- _Brief_:
Reproduce the data below word for word, keeping every line in its original order.

------ Listing ------

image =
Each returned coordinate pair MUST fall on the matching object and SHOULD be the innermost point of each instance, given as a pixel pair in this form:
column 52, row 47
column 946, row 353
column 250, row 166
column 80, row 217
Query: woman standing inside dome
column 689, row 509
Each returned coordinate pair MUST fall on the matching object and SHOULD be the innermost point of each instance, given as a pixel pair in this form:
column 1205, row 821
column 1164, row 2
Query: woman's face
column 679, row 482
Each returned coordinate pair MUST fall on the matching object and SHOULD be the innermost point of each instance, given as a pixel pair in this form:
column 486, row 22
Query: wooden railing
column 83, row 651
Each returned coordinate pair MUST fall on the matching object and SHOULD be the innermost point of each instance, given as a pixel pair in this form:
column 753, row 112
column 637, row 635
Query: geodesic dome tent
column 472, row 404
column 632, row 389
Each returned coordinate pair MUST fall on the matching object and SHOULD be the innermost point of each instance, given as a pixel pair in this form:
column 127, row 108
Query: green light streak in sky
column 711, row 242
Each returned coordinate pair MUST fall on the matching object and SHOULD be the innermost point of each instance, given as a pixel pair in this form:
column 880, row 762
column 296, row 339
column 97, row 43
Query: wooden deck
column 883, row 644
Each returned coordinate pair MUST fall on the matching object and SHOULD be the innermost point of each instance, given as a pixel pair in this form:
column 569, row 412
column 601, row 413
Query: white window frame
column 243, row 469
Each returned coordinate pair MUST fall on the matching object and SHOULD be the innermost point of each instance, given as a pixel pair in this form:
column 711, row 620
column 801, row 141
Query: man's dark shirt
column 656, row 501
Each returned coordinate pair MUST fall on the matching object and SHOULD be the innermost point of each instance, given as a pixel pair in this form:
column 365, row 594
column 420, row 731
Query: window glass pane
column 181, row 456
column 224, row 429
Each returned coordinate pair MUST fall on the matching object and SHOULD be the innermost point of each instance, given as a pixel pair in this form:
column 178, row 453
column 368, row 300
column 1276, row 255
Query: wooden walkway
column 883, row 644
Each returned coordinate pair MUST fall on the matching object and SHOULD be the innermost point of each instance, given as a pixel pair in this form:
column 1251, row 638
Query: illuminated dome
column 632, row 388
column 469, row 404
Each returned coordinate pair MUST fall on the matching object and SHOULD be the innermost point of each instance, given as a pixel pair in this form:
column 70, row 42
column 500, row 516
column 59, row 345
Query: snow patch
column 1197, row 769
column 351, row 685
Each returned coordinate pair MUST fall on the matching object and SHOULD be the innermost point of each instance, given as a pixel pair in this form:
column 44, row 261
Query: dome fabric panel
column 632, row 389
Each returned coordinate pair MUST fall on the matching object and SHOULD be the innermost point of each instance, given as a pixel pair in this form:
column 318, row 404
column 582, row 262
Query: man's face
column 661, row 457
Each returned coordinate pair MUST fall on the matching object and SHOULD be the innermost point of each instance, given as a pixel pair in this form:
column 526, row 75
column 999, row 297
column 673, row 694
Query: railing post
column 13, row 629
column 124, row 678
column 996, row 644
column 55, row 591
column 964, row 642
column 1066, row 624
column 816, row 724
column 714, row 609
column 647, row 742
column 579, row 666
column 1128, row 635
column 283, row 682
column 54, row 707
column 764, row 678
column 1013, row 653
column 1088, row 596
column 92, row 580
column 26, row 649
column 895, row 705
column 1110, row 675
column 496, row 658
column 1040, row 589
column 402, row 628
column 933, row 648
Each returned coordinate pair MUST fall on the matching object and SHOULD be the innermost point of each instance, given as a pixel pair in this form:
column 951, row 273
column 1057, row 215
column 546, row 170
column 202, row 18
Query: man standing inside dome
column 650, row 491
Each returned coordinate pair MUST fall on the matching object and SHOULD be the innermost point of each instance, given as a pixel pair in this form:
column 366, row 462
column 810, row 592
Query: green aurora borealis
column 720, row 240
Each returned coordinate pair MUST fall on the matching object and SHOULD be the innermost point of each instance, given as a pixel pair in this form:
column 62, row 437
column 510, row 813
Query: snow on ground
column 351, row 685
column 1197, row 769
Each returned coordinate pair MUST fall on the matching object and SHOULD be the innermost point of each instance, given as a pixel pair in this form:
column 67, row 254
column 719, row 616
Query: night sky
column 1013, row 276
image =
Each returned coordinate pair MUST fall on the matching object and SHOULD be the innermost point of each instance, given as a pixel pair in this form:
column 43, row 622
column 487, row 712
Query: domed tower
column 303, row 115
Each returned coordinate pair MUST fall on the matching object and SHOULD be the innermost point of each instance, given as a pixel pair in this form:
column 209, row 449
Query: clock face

------

- _Result of the task_:
image =
Each returned coordinate pair MUST fall on the matching object and SHOULD be the innermost point of each instance, given as a pixel pair in this form:
column 52, row 47
column 946, row 353
column 250, row 166
column 80, row 217
Query: woman standing inside dome
column 689, row 509
Each returned coordinate pair MUST fall on the matching object and SHOULD be the innermost point of each instance, given as a pixel pair in this form:
column 1205, row 821
column 1164, row 2
Query: woman's face
column 679, row 482
Each returned coordinate pair MUST fall on the matching object and SHOULD be the innermost point of each instance, given as a pixel pair in this form:
column 486, row 22
Query: wooden railing
column 83, row 651
Each returned coordinate pair MUST fall on the matching object and SHOULD be the innermost point of each instance, given as a pixel pair in this form:
column 753, row 112
column 637, row 635
Query: geodesic dome tent
column 472, row 404
column 632, row 389
Each returned coordinate pair MUST fall on the matching object and SHOULD be the innermost point of each instance, given as a pixel pair in this form:
column 127, row 108
Query: green light streak in sky
column 711, row 242
Each returned coordinate pair MUST fall on the matching object and SHOULD be the innermost point of each instance, given as a pixel pair in this form:
column 880, row 762
column 296, row 339
column 97, row 43
Query: wooden deck
column 883, row 644
Each returned coordinate pair MUST fall on the matching object and SHOULD be the innermost point of each instance, given as a pixel pair in this form:
column 569, row 412
column 601, row 413
Query: white window frame
column 243, row 469
Each returned coordinate pair MUST fall on the matching object and SHOULD be the innermost point of each instance, given as a pixel pair in this form:
column 711, row 620
column 801, row 141
Query: man's dark shirt
column 656, row 501
Each returned coordinate pair MUST fall on the matching object and SHOULD be the innermost point of each instance, given as a pixel pair in this form:
column 365, row 594
column 420, row 731
Query: window glass pane
column 181, row 456
column 224, row 429
Each returned coordinate pair MUST fall on the matching object and SHOULD be the innermost point of each instance, given as a pixel pair in this form:
column 178, row 453
column 368, row 300
column 1276, row 255
Query: wooden walkway
column 883, row 644
Each returned coordinate pair MUST fall on the matching object and SHOULD be the innermost point of each instance, given as a pixel pair in this form:
column 1251, row 638
Query: illuminated dome
column 632, row 388
column 469, row 404
Each returned coordinate pair MUST fall on the matching object and SHOULD be the innermost point of each instance, given as a pixel pair in this form:
column 70, row 42
column 500, row 516
column 59, row 345
Query: snow patch
column 1197, row 769
column 351, row 685
Each returned coordinate pair MUST fall on the matching object and SHOULD be the innermost point of each instance, given as a pixel pair in this form:
column 44, row 261
Query: dome fabric panel
column 632, row 389
Each returned coordinate pair MUST fall on the matching object and SHOULD be the innermost point of each instance, given as a pixel pair in this form:
column 318, row 404
column 582, row 262
Query: man's face
column 661, row 457
Each returned coordinate pair MUST fall on the matching object and SHOULD be the innermost point of each instance, given as a pixel pair in this form:
column 526, row 75
column 999, row 297
column 673, row 694
Query: railing post
column 13, row 629
column 124, row 678
column 996, row 644
column 55, row 591
column 964, row 642
column 1066, row 624
column 816, row 724
column 714, row 609
column 647, row 742
column 579, row 666
column 1128, row 635
column 283, row 682
column 54, row 707
column 764, row 678
column 1013, row 653
column 1088, row 596
column 92, row 580
column 26, row 649
column 895, row 705
column 1110, row 675
column 496, row 658
column 1040, row 589
column 402, row 628
column 933, row 648
Each returned coordinate pair MUST fall on the matching object and SHOULD be the innermost point of each instance, given as a pixel pair in this form:
column 951, row 273
column 1057, row 215
column 546, row 170
column 202, row 18
Query: man standing inside dome
column 650, row 491
Each returned coordinate pair MUST fall on the matching object and SHOULD be the innermost point of each instance, given as a pixel pair in this form:
column 366, row 462
column 810, row 592
Query: green aurora borealis
column 720, row 240
Each returned coordinate pair MUST fall on the matching object and SHOULD be the innermost point of each instance, given as a pixel pair in this form:
column 62, row 437
column 510, row 813
Query: snow on ground
column 351, row 685
column 1197, row 769
Each returned coordinate pair MUST fall on the matching object and SHOULD be the innermost point of each instance, given as a pixel pair in this form:
column 67, row 254
column 719, row 616
Query: night sky
column 1013, row 276
image =
Each returned coordinate pair MUST fall on the matching object and SHOULD be the innermost point of each instance, given as a pixel pair in this form:
column 43, row 622
column 487, row 712
Query: domed tower
column 303, row 115
Each returned coordinate pair MUST fall on the matching object and SHOULD be the innermost point of each instance, given as a pixel pair in this form:
column 209, row 449
Query: clock face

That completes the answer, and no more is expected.